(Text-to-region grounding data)
******************************

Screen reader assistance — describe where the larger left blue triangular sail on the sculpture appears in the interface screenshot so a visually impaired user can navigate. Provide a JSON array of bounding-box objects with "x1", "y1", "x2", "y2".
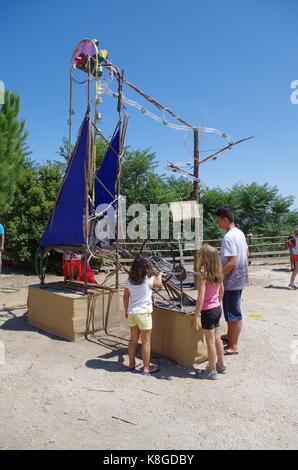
[{"x1": 40, "y1": 111, "x2": 91, "y2": 247}]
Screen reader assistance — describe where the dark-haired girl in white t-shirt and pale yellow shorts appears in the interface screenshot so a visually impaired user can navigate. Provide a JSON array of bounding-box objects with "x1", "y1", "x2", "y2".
[{"x1": 123, "y1": 255, "x2": 162, "y2": 375}]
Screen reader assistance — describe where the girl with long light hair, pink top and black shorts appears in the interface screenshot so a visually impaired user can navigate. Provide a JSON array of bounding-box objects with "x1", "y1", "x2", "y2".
[{"x1": 194, "y1": 245, "x2": 226, "y2": 380}]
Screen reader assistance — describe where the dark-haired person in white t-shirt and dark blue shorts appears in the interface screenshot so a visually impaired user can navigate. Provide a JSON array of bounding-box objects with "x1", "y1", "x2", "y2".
[{"x1": 215, "y1": 206, "x2": 248, "y2": 355}]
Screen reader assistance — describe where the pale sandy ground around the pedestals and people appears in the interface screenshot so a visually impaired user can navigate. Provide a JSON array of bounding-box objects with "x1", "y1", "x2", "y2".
[{"x1": 0, "y1": 260, "x2": 298, "y2": 450}]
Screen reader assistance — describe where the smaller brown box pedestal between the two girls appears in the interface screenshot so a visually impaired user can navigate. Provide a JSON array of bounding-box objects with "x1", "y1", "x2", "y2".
[{"x1": 151, "y1": 307, "x2": 208, "y2": 367}]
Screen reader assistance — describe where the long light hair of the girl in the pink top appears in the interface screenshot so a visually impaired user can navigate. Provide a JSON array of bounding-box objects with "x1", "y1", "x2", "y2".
[{"x1": 198, "y1": 244, "x2": 223, "y2": 285}]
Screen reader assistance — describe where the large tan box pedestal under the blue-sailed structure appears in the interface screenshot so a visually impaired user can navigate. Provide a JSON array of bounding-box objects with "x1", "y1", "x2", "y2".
[{"x1": 28, "y1": 282, "x2": 120, "y2": 341}]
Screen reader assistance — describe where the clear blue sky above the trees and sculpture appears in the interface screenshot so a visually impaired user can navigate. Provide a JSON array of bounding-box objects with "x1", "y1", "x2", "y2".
[{"x1": 0, "y1": 0, "x2": 298, "y2": 208}]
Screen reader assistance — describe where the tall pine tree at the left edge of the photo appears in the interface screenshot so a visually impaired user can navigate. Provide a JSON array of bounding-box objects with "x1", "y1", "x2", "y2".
[{"x1": 0, "y1": 90, "x2": 30, "y2": 214}]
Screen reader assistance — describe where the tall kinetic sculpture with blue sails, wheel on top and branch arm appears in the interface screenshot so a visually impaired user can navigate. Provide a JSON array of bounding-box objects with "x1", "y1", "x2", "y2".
[{"x1": 40, "y1": 39, "x2": 251, "y2": 311}]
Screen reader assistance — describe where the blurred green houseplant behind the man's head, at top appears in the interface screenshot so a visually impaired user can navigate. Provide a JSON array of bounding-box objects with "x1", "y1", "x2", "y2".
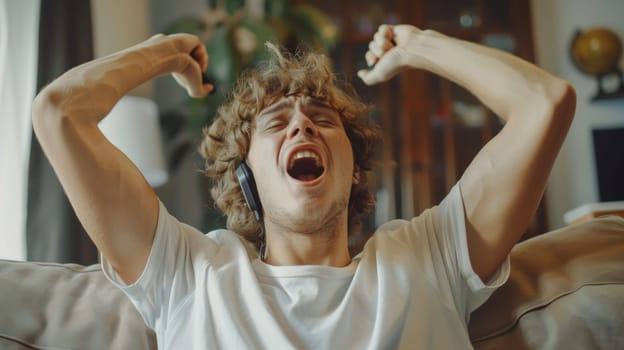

******************************

[Exercise aim] Return the preceding entries verbatim, with the pictures excluded.

[Solution to this task]
Screen reader assistance — describe where the larger left blue triangular sail on the sculpture appears in the interface screenshot so a visually impaired user can navigate. Provide a JSON array of bounding-box objects with "x1", "y1", "x2", "y2".
[{"x1": 40, "y1": 111, "x2": 91, "y2": 247}]
Screen reader assistance — describe where the dark-haired girl in white t-shirt and pale yellow shorts appears in the interface screenshot so a visually impaired user can navigate. Provide a JSON array of bounding-box objects with "x1", "y1", "x2", "y2".
[{"x1": 123, "y1": 255, "x2": 162, "y2": 375}]
Screen reader assistance — describe where the girl with long light hair, pink top and black shorts appears in the interface screenshot so a visually impaired user can navigate. Provide a JSON array of bounding-box objects with "x1", "y1", "x2", "y2".
[{"x1": 194, "y1": 245, "x2": 226, "y2": 380}]
Screen reader assistance — describe where the dark-haired person in white t-shirt and dark blue shorts appears in the interface screenshot so a visually impaired user can navigate. Provide a JSON array of bounding-box objects with "x1", "y1", "x2", "y2".
[{"x1": 215, "y1": 206, "x2": 248, "y2": 355}]
Screen reader assistance — describe where the pale sandy ground around the pedestals and people appears in the interface screenshot so a visually impaired user can navigate. Provide a JSON array of bounding-box objects with "x1", "y1", "x2", "y2".
[{"x1": 0, "y1": 260, "x2": 298, "y2": 450}]
Screen reader assistance — describe where the smaller brown box pedestal between the two girls appears in the interface screenshot so a visually impaired user can navigate. Provide a JSON array of bounding-box objects with "x1", "y1", "x2", "y2".
[{"x1": 151, "y1": 307, "x2": 208, "y2": 367}]
Screen reader assistance — describe where the long light hair of the girl in the pink top appears in the interface screenshot so a visually impaired user can navigate. Provide a JSON array of bounding-box objects with "x1", "y1", "x2", "y2".
[{"x1": 198, "y1": 244, "x2": 223, "y2": 285}]
Screen reader assistance — describe where the large tan box pedestal under the blue-sailed structure appears in the interface screenshot so a visually impaired user can navigate. Provide a JSON array of bounding-box objects with "x1", "y1", "x2", "y2".
[{"x1": 28, "y1": 282, "x2": 120, "y2": 341}]
Screen reader assistance — describe where the clear blue sky above the trees and sculpture appears in the interface screenshot so a visually impaired user can navigate. Provide a JSON array of bounding-box objects with "x1", "y1", "x2", "y2".
[{"x1": 0, "y1": 0, "x2": 298, "y2": 208}]
Screen reader assistance — describe where the tall pine tree at the left edge of the photo appears in the interface screenshot so a visually impaired user can navigate. Provide a JSON array of bounding-box objects with "x1", "y1", "x2", "y2".
[{"x1": 0, "y1": 90, "x2": 30, "y2": 214}]
Screen reader assistance — describe where the tall kinetic sculpture with blue sails, wheel on top and branch arm appears in the interface screenshot so a visually impaired user can navigate. Provide a JSON array of bounding-box objects with "x1", "y1", "x2", "y2".
[{"x1": 40, "y1": 39, "x2": 251, "y2": 311}]
Screen reader assistance — describe where the blurred green houseplant behind the man's head, at top appears in the interface screenshot so a visually impaired user can navigate. Provide a JSON array of bounding-box objects with "x1", "y1", "x2", "y2".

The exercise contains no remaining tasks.